═════ DATA SUPPLIED
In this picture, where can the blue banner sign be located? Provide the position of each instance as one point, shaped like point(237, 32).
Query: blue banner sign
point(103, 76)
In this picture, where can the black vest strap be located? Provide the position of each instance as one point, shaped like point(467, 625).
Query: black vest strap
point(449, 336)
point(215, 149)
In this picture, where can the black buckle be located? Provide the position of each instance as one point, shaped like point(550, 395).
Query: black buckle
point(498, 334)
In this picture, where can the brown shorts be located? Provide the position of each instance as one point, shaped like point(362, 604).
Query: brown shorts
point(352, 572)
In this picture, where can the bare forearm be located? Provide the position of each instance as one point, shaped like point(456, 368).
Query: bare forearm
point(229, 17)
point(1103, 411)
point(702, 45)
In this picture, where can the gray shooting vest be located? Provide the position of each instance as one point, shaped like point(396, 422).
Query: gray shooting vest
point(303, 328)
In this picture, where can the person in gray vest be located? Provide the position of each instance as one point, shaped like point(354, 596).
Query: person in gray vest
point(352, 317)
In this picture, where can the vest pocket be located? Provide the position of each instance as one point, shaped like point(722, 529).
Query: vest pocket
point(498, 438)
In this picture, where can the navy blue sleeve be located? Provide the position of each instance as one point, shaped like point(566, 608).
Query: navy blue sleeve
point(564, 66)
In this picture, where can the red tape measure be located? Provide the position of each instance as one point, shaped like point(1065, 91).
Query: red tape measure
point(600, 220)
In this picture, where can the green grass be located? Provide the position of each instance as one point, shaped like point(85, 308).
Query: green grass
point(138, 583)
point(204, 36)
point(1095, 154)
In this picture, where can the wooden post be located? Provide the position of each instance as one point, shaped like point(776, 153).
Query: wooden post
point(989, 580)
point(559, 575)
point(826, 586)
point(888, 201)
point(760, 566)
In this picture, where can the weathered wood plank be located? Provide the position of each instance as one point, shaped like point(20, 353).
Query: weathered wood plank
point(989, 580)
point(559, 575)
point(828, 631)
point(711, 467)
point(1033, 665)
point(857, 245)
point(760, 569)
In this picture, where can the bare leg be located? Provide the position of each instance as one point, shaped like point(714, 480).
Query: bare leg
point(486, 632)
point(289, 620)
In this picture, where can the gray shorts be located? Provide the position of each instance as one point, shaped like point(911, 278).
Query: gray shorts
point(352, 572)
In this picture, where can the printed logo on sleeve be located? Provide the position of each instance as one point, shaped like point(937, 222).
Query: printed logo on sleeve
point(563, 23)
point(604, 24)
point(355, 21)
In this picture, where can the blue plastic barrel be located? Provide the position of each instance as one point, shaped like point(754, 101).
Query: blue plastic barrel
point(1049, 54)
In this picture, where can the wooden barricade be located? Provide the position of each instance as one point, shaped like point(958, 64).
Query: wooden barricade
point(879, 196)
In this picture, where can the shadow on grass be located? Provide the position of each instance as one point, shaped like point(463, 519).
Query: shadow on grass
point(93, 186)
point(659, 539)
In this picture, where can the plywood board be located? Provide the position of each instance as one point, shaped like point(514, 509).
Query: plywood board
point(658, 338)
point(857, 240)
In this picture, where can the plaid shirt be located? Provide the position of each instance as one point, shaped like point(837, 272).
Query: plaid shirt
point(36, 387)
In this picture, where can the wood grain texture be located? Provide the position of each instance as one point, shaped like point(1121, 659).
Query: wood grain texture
══════════
WORK ORDER:
Only the lines from the one that holds "Query: blue plastic barrel" through the end of the records should appear in the answer, each restated exactly.

EXERCISE ANSWER:
Query: blue plastic barrel
point(1049, 54)
In this picture, where can the wooden barricade be located? Provide the position of each instance as one point, shaped like point(958, 64).
Query: wooden barricade
point(879, 196)
In this picture, where can the shadow on grass be located? Provide the position of each instance as one point, shaped like point(463, 519).
Query: shadow on grass
point(93, 186)
point(659, 539)
In this picture, where can the plywood board be located? Provide the position of each instance as one point, shaped like point(514, 509).
Query: plywood board
point(658, 338)
point(857, 240)
In this picture, where can the plaid shirt be located? Provide the position of each instance as one point, shaped like point(837, 272).
Query: plaid shirt
point(36, 387)
In this picture, where can the wood grain texture be located? Provide the position of each instance as one point, shaped like point(1121, 659).
Query: wood grain texture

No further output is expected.